Задание 1 = На каком языке, по словам исходного текста, говорил Зингер?

Лет восемь после приезда в Америку плодовитейший писатель Зингер переживал творческий ступор и писал какие‑то журналистские мелочи. Некоторые считали, что он пребывал в тени знаменитого брата и получил признание только после его смерти в 1943 году. Но, что более вероятно, он был ошеломлен колоссальной энергией и мощью Америки, ее характер представлялся ему непостижимым. Он ощущал себя оторванным от своего прежнего мира; он кое‑как владел ивритом, польским языком и немецким, но говорил только на идише. Ему было уже 30 лет, и никаких перспектив в жизни. «На самом деле, — говорит он Ричарду Бергину в “Беседах с Исааком Башевисом Зингером”, — я считал себя бывшим, конченым писателем, писателем, потерявшим и способность, и желание писать».

Задание 2 = Перепишите все строки с данными ниже, заменив в них «white curtain» на «blue curtain» и ничего больше не меняя. Изображения в ответ не включайте.

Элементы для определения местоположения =
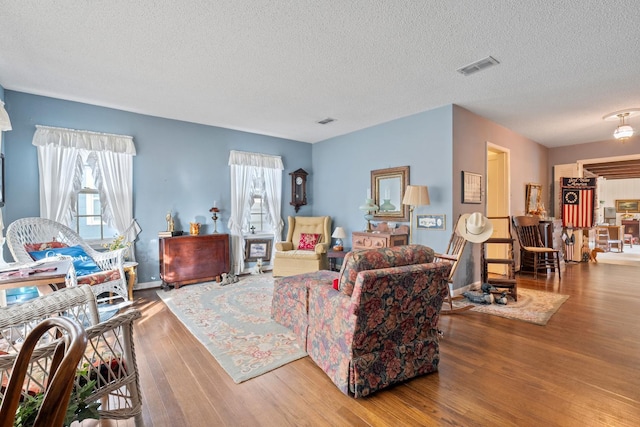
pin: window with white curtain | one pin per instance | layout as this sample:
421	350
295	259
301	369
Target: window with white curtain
256	198
64	155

Результат 1 = Только на идише.

Результат 2 =
pin: window with blue curtain | one pin per instance | layout as this sample:
421	350
295	259
301	369
Target: window with blue curtain
256	198
64	155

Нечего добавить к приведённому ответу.